### [Set problem]
Begin at the line of the records that has "target = man wearing ski goggle" and stop after the line that has "column 92, row 51". Give back only those lines, with "wearing" renamed to "with" and nothing else changed.

### [Source material]
_ _ _ _ _ _ _

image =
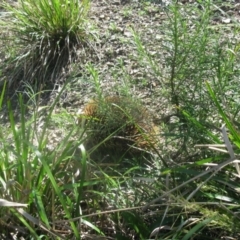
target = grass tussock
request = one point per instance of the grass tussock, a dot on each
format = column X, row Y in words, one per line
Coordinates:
column 46, row 36
column 51, row 184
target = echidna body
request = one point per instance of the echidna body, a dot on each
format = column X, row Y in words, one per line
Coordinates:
column 119, row 123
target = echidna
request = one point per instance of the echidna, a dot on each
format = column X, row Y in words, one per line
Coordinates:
column 119, row 123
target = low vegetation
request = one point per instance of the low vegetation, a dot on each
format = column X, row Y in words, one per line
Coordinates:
column 169, row 98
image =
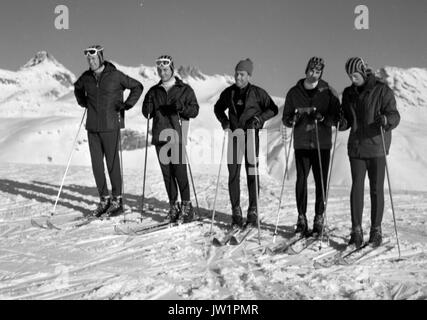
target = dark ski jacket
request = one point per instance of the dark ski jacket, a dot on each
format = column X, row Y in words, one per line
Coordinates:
column 258, row 103
column 103, row 97
column 182, row 104
column 360, row 110
column 325, row 101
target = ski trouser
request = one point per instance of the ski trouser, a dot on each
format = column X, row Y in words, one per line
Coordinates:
column 174, row 170
column 106, row 144
column 237, row 147
column 376, row 174
column 306, row 160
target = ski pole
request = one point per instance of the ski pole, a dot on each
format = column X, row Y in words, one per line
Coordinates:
column 329, row 178
column 288, row 152
column 389, row 190
column 256, row 186
column 217, row 182
column 321, row 173
column 68, row 164
column 145, row 167
column 121, row 169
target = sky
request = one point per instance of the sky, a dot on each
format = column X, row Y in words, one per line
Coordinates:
column 278, row 35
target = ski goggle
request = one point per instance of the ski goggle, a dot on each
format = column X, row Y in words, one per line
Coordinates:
column 163, row 63
column 92, row 52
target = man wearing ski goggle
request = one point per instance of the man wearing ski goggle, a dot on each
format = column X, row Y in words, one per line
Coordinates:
column 163, row 63
column 100, row 90
column 310, row 109
column 92, row 51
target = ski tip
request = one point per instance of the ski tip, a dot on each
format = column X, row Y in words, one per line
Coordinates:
column 233, row 241
column 216, row 242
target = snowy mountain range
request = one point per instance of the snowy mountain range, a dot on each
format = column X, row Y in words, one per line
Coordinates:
column 39, row 118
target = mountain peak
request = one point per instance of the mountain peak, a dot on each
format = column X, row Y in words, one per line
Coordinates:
column 39, row 58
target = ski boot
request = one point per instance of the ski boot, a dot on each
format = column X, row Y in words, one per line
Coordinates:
column 174, row 212
column 318, row 224
column 302, row 225
column 101, row 208
column 236, row 218
column 188, row 213
column 252, row 218
column 376, row 236
column 356, row 237
column 115, row 209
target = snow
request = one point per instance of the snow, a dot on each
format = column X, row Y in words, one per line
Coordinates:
column 92, row 262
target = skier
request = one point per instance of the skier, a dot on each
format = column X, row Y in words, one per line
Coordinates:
column 311, row 99
column 171, row 103
column 249, row 107
column 100, row 90
column 368, row 106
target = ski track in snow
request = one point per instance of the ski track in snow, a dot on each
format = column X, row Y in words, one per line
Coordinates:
column 92, row 262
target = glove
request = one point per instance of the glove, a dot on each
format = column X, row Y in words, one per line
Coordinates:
column 296, row 118
column 121, row 106
column 226, row 125
column 318, row 116
column 253, row 123
column 342, row 123
column 381, row 120
column 168, row 109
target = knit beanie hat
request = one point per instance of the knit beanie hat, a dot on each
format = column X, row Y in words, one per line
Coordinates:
column 245, row 65
column 356, row 64
column 315, row 63
column 100, row 52
column 165, row 61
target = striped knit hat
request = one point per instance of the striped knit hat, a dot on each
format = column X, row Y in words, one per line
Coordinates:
column 356, row 64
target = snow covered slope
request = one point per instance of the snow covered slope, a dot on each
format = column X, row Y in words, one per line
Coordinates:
column 42, row 89
column 30, row 90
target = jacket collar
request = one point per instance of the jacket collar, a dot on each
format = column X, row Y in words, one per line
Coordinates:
column 178, row 82
column 247, row 88
column 371, row 81
column 109, row 67
column 323, row 85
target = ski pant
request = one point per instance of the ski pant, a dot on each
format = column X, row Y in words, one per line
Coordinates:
column 237, row 147
column 106, row 144
column 305, row 160
column 174, row 169
column 376, row 174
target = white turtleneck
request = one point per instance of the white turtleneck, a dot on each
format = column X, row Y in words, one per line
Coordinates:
column 310, row 86
column 169, row 84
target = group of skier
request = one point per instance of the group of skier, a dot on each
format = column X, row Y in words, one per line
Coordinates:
column 311, row 108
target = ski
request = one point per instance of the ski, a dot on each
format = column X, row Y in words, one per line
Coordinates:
column 351, row 255
column 225, row 239
column 35, row 224
column 302, row 244
column 241, row 236
column 283, row 245
column 330, row 261
column 306, row 242
column 357, row 254
column 141, row 230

_ _ _ _ _ _ _

### [Correct answer]
target = man with ski goggle
request = one point per instance of the man with ski goggle, a dot on each
format = column X, row Y in words, one per line
Coordinates:
column 163, row 63
column 100, row 90
column 310, row 109
column 92, row 51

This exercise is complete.